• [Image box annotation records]
++++++++++++++++++++
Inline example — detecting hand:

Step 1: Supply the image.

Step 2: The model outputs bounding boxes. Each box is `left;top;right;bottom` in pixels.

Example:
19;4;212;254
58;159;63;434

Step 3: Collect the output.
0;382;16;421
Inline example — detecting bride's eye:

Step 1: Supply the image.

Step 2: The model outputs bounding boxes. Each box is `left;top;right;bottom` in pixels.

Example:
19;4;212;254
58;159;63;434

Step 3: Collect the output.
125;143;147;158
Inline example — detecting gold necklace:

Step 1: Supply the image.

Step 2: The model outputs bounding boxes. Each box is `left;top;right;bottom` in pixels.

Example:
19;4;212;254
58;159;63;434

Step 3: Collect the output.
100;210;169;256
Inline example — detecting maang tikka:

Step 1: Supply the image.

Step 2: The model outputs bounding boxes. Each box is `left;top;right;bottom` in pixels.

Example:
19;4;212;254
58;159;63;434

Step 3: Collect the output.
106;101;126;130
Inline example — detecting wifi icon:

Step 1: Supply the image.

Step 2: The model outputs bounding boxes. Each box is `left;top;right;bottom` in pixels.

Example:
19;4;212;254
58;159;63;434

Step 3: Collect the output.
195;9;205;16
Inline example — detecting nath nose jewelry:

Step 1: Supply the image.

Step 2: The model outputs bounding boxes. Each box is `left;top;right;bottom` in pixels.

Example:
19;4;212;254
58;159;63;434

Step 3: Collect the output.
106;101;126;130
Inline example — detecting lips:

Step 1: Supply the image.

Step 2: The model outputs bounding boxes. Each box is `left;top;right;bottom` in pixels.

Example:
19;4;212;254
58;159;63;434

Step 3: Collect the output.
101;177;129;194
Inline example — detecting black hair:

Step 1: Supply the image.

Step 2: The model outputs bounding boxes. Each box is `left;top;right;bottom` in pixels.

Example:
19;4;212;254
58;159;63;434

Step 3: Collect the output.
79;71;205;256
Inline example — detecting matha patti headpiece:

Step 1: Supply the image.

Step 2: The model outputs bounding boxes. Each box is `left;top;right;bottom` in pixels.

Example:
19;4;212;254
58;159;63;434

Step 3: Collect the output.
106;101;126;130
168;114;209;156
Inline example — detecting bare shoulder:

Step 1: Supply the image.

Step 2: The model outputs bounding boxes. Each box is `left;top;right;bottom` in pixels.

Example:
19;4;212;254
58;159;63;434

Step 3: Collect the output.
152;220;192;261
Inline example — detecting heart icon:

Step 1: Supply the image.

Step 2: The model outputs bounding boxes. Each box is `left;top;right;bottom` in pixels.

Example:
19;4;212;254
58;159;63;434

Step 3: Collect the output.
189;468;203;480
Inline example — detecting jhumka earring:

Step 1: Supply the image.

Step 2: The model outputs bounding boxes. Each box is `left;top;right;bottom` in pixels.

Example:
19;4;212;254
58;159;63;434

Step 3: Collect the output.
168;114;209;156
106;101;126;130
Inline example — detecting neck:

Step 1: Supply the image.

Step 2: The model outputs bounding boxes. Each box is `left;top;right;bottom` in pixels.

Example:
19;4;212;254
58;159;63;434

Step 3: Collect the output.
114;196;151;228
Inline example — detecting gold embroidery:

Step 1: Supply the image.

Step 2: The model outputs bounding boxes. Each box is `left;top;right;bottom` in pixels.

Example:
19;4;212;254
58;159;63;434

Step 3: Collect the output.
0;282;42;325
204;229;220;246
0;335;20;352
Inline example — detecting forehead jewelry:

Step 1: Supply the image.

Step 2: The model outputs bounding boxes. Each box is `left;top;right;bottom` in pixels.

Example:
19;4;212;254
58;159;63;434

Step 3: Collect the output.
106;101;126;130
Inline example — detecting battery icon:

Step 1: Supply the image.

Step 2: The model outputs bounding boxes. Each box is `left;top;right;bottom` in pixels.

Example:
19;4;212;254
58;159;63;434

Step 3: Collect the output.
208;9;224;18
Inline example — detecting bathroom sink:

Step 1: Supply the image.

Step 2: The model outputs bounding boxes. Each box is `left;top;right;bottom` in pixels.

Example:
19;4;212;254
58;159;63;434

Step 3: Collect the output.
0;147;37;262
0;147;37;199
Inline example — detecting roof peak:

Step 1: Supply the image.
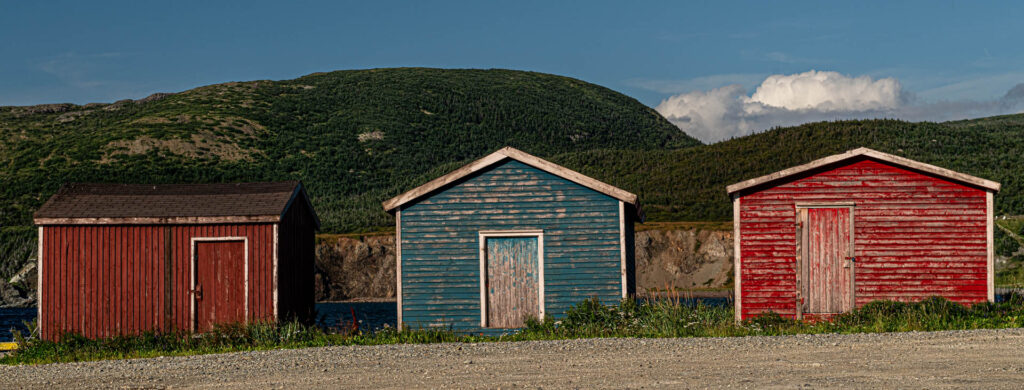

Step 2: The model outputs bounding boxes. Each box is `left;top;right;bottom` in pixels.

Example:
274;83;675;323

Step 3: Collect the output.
383;146;637;212
726;146;999;194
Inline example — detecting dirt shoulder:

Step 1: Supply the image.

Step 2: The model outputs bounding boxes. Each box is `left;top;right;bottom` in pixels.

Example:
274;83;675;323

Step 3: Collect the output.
0;329;1024;389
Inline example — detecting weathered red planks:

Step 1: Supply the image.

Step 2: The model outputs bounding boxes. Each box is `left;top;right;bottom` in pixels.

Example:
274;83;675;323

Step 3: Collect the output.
738;159;991;318
39;224;280;340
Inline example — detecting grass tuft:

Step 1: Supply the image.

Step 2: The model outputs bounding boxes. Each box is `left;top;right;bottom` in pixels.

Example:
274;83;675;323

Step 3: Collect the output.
0;295;1024;364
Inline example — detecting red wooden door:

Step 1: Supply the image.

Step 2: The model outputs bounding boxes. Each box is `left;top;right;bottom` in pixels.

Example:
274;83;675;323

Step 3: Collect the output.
486;236;541;328
194;241;246;332
800;208;853;314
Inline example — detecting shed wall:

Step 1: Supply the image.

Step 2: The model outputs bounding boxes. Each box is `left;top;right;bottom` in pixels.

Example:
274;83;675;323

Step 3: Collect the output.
39;224;273;340
278;195;316;321
738;160;991;318
399;160;623;330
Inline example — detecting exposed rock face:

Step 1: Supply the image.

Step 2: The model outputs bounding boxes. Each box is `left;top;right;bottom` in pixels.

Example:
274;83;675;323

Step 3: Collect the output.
0;228;732;307
0;259;38;307
316;228;733;301
636;228;733;293
315;235;396;301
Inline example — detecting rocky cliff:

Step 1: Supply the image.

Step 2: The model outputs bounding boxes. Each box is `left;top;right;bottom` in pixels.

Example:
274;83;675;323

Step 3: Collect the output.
316;227;733;301
0;227;732;307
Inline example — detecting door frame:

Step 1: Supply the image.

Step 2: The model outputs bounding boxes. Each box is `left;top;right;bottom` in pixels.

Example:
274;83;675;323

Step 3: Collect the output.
479;229;544;328
188;235;249;333
794;202;857;319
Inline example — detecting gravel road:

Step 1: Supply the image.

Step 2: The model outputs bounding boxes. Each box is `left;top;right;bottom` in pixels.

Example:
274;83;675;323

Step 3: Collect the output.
0;329;1024;389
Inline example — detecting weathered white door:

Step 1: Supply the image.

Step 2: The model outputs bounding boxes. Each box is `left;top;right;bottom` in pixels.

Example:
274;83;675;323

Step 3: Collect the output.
798;207;854;314
484;236;541;328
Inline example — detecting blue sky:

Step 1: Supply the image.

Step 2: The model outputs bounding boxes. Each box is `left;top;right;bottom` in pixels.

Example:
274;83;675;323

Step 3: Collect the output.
0;0;1024;140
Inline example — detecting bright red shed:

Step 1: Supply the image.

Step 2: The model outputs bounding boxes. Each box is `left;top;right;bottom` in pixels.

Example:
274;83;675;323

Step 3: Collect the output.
35;181;319;340
727;147;999;320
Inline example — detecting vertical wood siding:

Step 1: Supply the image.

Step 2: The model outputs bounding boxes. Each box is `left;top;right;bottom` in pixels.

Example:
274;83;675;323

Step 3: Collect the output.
738;160;991;318
39;224;273;340
484;237;541;328
400;160;622;331
196;241;246;332
800;208;852;314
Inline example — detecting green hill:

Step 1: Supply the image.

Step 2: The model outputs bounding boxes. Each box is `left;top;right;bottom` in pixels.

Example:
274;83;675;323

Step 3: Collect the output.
553;115;1024;221
0;69;1024;282
0;69;699;232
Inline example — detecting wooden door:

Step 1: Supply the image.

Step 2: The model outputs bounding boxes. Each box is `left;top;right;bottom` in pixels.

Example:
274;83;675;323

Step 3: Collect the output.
484;236;541;328
799;207;854;314
193;241;246;332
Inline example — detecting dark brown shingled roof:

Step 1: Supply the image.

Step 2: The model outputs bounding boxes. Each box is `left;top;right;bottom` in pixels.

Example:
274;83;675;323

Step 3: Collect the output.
35;181;312;224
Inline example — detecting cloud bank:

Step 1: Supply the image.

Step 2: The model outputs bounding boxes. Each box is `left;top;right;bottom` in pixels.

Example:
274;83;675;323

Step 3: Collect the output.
655;71;1024;142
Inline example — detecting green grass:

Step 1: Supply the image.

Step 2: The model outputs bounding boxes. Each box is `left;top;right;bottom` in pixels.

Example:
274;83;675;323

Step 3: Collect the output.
8;296;1024;364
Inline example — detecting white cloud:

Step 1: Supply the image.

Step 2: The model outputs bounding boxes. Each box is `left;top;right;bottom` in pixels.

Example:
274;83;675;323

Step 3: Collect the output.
751;71;902;111
655;71;1024;142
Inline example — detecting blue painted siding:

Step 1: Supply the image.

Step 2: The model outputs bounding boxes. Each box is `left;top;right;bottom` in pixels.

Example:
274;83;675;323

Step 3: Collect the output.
401;160;632;331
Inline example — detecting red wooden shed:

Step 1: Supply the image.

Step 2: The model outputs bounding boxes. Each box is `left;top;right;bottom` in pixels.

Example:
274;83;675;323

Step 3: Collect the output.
35;181;319;340
727;147;999;320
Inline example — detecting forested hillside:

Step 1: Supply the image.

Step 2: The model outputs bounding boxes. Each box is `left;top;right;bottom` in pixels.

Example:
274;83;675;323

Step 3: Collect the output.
0;69;699;232
553;115;1024;221
0;69;1024;276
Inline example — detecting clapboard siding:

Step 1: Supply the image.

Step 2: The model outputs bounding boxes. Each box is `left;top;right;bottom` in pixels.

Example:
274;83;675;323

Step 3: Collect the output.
399;160;632;331
739;159;991;318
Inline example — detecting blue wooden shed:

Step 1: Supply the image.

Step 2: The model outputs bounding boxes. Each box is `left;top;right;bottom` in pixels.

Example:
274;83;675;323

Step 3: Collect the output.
384;147;640;332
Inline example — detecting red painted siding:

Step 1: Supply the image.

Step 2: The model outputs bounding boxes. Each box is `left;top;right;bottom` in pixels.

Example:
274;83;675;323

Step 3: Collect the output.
39;224;278;340
739;160;990;318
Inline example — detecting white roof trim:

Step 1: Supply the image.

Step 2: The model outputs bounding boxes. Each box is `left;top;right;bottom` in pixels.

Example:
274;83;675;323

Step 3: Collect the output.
725;147;999;193
384;146;637;211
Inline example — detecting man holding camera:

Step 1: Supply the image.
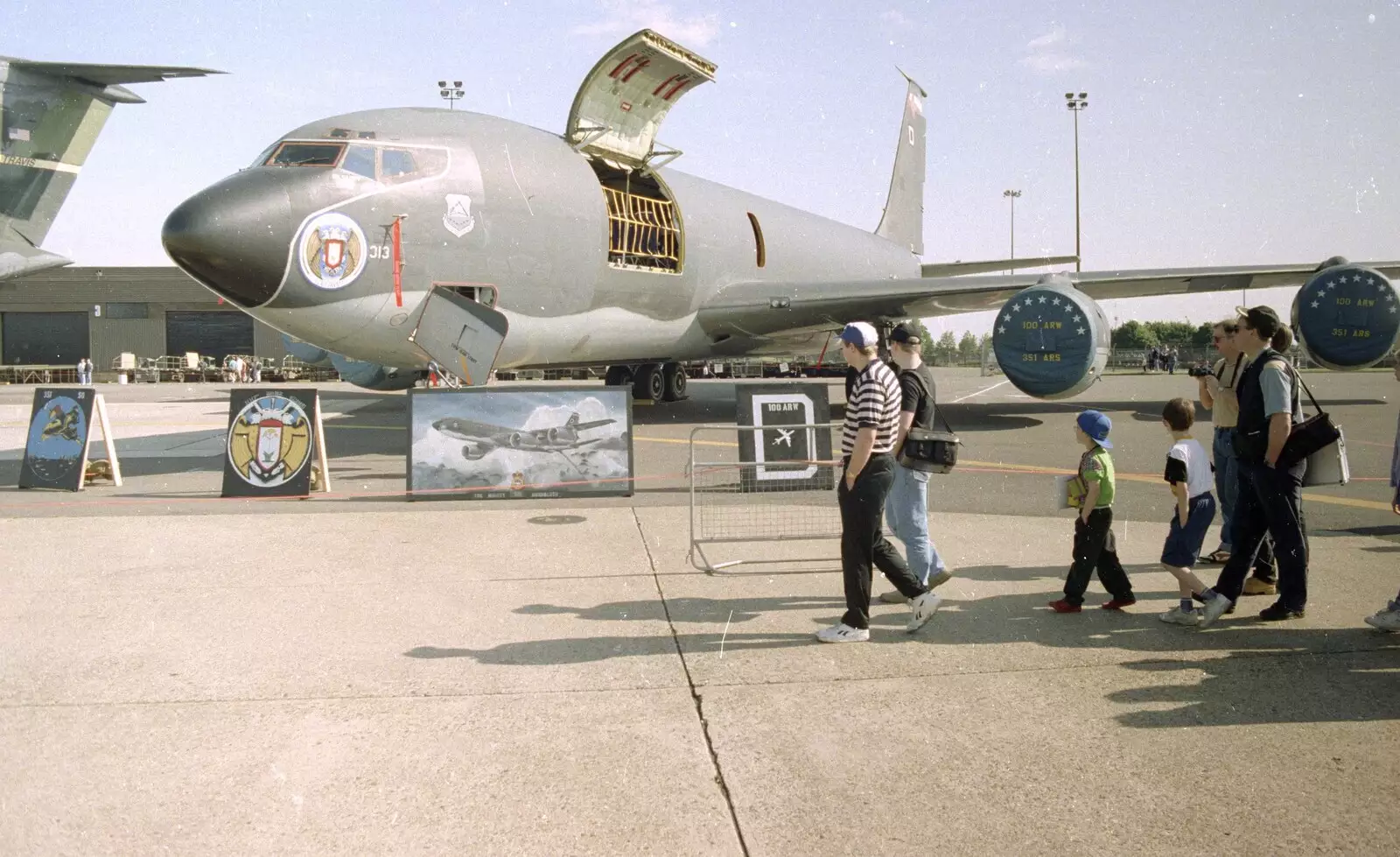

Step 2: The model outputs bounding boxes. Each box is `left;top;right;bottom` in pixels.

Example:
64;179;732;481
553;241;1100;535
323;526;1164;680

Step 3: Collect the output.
1192;320;1278;595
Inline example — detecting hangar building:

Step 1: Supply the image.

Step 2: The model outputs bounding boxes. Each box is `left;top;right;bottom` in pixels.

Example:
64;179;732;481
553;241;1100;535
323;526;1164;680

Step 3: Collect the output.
0;266;285;380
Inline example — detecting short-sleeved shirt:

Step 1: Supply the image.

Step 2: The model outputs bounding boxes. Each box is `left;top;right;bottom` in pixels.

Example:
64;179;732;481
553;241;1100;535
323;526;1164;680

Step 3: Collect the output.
1080;446;1113;509
1258;360;1293;418
899;364;935;429
842;360;903;455
1162;437;1215;497
1211;355;1249;429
++++++++++++++++++++
• [WHAT YOU WILL DO]
Change "Collect" to "Gather" in the items, starting with the line with "Inline example — detecting clapboard" and going on through the line with "0;266;285;380", and keep everything else as it is. Give back only those lines, and leave out the pictures.

• [ANSWER TO THE PROBLEM]
Inline example — detecting clapboard siding:

Step 1: Supply the image.

Step 2: The model outputs bounding boxes. Each box is `left;top;right;bottom` in pixels.

Example:
274;83;675;323

Step 3: Gather the output.
399;160;632;331
739;159;991;318
Inline example — detecting blue wooden shed:

Step 1: Supply the image.

Step 2: The model outputs bounding boxes. Each box is `left;top;right;bottom` in pixels.

Example:
274;83;675;323

Step 3: Gather the output.
384;147;640;332
Inline example — detecting red painted siding:

Step 1: Supply the image.

Step 2: The model outputs bounding boxes. Each box is `left;top;right;bottom` in pixels.

Example:
274;83;675;323

Step 3: Gather the output.
39;224;278;340
739;160;990;318
Inline example — detecting white roof trim:

Step 1: Supply the image.

Step 2: The model outputs bounding boxes. Each box is `left;top;right;bottom` in pixels.

Example:
274;83;675;323

Step 3: Gather the output.
725;147;999;193
384;146;637;211
Inline example — detecting man holding camera:

Step 1: Supply the image.

Step 2: The model outputs bounding boxes. Each box is `left;top;right;bottom` in pixels.

Example:
64;179;732;481
553;241;1100;535
323;526;1164;680

Step 3: Gather the output.
1192;320;1278;595
Inline example — detecting hangar building:

Step 1: Supply the image.

Step 2: The model outputs bounding boxes. Each box is `left;top;right;bottom` in pixels.

Example:
64;179;732;481
553;241;1100;535
323;526;1164;680

Step 3: Gather the output.
0;266;285;380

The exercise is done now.